Gösterilen metin:
________________________________________
Gazze Savaşı üzerine oynanan bahisler ve yeni bölgesel düzenin zorlukları

Hamas, birden fazla tarafın kendi amaçlarına hizmet etmek için kullanması nedeniyle kontrol edilmesi zor bir dalga başlattı

Soru, Ortadoğu'nun yeni bir bölgesel düzene veya yeni bir Amerikan, İslami, Çinli veya Rus Ortadoğu'ya ne ölçüde hazır göründüğüdür (AFP)
Soru, Ortadoğu'nun yeni bir bölgesel düzene veya yeni bir Amerikan, İslami, Çinli veya Rus Ortadoğu'ya ne ölçüde hazır göründüğüdür (AFP)
TT

Gazze Savaşı üzerine oynanan bahisler ve yeni bölgesel düzenin zorlukları

Soru, Ortadoğu'nun yeni bir bölgesel düzene veya yeni bir Amerikan, İslami, Çinli veya Rus Ortadoğu'ya ne ölçüde hazır göründüğüdür (AFP)
Soru, Ortadoğu'nun yeni bir bölgesel düzene veya yeni bir Amerikan, İslami, Çinli veya Rus Ortadoğu'ya ne ölçüde hazır göründüğüdür (AFP)

Refik Huri

Gazze savaşı, güney Lübnan cephesinde yürütülen Hamas'a “destek savaşının” adeta bir ekine dönüşmek üzere. Devreye alınan “arenaların birliği” Gazze savaşına kapsamlı bir savaşa dönüşme özelliği kazandırmadı, geniş çaplı bir savaşa ilişkin yerel, bölgesel ve uluslararası uyarılar da sadece güney Lübnan ve kuzey İsrail cephelerine odaklanıyor.

Gazze'deki tüm "ertesi gün" senaryoları Gazze Şeridi’nin çok ötesindeki jeopolitik ve stratejik alanla çatışıyor. Uluslararası çatışmalar ile tüm bölgesel çatışmaları görmeden, ne tek başına Gazze’de ne yalnızca Gazze ve Batı Şeria’da ne de Suriye, Irak, Ürdün ve Yemen olmadan Filistin ve Lübnan'da ertesi güne ulaşmaya çalışmanın bir anlamı yok.
________________________________________
Nokta etiketleme verilerinden alıntılar

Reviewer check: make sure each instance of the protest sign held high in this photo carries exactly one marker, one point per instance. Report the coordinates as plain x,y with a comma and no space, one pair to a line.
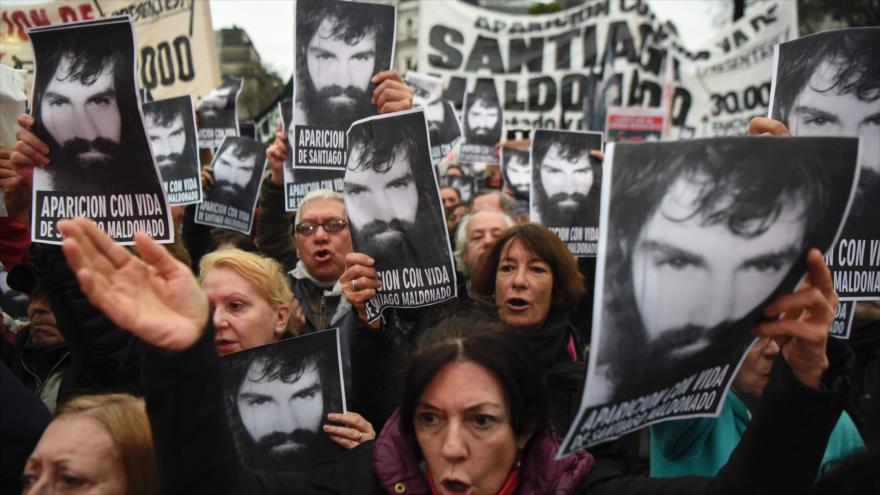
86,109
697,237
565,187
218,113
230,201
395,211
171,128
828,84
340,46
277,398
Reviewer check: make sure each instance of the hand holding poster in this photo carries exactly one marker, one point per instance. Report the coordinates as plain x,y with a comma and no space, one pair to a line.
171,128
395,211
218,113
86,110
277,399
698,236
230,201
828,84
340,46
565,187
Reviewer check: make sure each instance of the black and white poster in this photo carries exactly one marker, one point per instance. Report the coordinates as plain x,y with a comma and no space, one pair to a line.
218,113
229,202
297,184
566,183
171,128
86,106
482,122
697,238
396,216
828,84
277,398
340,46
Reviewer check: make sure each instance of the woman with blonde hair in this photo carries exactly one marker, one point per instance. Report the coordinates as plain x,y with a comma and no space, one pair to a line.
96,444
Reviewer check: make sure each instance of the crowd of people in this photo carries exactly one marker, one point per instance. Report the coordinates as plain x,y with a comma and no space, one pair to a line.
116,384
________________________________________
Yapılacaklar:
(A) Gazze Savaşı yazısının alt başlığına göre Hamas'ın başlattığı dalganın kontrol edilmesi neden zor? Lütfen bir iki cümleyle açıklayın.
(B) Gazze Savaşı yazısına göre geniş çaplı bir savaşa ilişkin uyarılar hangi cephelere odaklanıyor?
(C) Gazze Savaşı ve yeni bölgesel düzen üzerine yazıyı son cümlesinden sonra sürdürün.

Cevap listesi:
(A) Bu dalgayı birden fazla taraf kendi amaçlarına hizmet etmek için kullanıyor. Bu yüzden kontrol edilmesi zor.

(B) Güney Lübnan ve kuzey İsrail cephelerine.

(C)
Şu anda hakim olan izlenim, Gazze savaşı ve Aksa Tufanı sonrasında devreye giren arenaların birliği savaşlarının, sonrasında yeni bir bölgesel düzen arayışını kaçınılmaz kılan tarihi bir dönüm noktası olduğu yönünde. 2006'da Hizbullah ile İsrail arasındaki savaştan sonra da bu konu çok konuşuldu. Dönemin ABD dışişleri bakanı Condoleezza Rice "yeni bir Ortadoğu'nun doğum sancılarından" bahsetmişti. İran Lideri Ali Hamaney, "Amerikan Ortadoğusu'nun değil, İslami bir Ortadoğu'nun" doğuşunu vurgulamak için Hasan Nasrallah'ın "ilahi zafer" dediği şeye tutunmuştu. Ancak Hizbullah'ın iki İsrail askerini kaçırmasının ardından savaş emrini veren İsrail başbakanı Ehud Olmert, sonunda "2006 savaşının amacının Hizbullah'ı yok etmek değil, İsrail’in caydırıcı gücünü tekit etmek olduğunu" itiraf etmişti. Bundan sonra yeni bir bölgesel düzen ve yeni bir Ortadoğu'ya dair tüm konuşmalar buharlaşıp uçtu gitti.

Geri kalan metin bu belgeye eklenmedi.